[Rows of bounding box annotation data]
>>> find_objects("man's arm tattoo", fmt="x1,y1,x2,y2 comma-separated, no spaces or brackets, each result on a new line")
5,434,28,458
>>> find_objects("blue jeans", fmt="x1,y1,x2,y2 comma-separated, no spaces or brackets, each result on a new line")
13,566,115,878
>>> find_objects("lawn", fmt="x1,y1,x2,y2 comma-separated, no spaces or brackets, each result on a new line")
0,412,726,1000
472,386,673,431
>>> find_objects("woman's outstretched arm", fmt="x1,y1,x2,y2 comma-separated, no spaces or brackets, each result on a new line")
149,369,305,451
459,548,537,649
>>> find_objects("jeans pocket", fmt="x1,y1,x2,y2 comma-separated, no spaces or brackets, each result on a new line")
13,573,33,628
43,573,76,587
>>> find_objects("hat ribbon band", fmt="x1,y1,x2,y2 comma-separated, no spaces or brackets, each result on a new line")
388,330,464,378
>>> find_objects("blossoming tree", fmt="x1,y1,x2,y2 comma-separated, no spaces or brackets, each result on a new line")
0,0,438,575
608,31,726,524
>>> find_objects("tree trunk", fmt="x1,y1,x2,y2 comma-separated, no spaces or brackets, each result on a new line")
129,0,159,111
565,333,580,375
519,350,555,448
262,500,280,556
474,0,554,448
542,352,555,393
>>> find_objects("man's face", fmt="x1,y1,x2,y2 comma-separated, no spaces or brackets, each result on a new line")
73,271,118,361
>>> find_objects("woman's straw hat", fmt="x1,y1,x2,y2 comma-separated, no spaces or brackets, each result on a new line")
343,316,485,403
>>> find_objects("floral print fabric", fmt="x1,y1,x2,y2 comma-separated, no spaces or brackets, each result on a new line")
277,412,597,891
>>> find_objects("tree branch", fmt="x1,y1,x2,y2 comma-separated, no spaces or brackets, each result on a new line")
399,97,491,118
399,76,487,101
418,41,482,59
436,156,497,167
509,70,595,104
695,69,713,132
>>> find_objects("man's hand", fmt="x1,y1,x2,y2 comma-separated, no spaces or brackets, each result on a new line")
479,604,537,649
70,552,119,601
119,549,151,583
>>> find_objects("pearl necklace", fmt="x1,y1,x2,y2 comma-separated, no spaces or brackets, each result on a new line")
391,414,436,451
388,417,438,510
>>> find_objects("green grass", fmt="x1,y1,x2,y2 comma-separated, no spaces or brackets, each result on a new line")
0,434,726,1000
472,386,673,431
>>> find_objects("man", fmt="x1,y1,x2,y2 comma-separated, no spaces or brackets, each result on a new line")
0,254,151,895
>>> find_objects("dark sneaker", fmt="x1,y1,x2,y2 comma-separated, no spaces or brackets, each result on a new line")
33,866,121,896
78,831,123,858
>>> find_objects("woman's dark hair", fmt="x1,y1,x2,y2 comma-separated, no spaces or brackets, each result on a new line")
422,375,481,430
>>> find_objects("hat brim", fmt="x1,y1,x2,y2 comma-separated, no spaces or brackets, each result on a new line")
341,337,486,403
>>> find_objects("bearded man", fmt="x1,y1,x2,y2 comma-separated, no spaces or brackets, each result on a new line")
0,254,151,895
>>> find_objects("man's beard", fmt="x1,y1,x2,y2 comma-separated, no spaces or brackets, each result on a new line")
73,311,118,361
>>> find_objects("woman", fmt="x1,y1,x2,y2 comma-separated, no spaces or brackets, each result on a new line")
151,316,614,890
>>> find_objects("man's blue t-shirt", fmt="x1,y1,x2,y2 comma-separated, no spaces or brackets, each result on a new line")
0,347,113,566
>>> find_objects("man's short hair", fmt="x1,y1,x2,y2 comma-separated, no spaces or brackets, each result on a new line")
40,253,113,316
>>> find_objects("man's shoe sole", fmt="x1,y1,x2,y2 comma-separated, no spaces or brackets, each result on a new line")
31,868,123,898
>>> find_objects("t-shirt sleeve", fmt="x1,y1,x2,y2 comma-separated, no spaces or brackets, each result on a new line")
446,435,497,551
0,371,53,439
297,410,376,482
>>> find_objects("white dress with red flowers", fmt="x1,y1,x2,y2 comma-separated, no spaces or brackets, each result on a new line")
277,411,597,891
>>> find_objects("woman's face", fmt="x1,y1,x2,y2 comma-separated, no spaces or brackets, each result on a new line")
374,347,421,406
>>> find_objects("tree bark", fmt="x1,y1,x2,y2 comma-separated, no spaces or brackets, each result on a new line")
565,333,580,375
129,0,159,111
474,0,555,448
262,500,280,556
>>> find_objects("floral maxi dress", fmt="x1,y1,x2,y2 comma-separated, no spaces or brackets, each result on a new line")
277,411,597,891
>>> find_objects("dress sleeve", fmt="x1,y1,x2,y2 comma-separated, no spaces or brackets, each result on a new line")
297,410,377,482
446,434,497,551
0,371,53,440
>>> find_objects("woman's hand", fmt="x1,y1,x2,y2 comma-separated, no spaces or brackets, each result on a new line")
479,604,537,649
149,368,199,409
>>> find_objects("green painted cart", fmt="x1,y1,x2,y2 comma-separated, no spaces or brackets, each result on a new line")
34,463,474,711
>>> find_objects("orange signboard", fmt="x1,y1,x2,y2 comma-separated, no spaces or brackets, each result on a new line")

Problem requirements: How many lines in the rows above contain the string "shirt"? Reply with the number alone.

Complete output: 2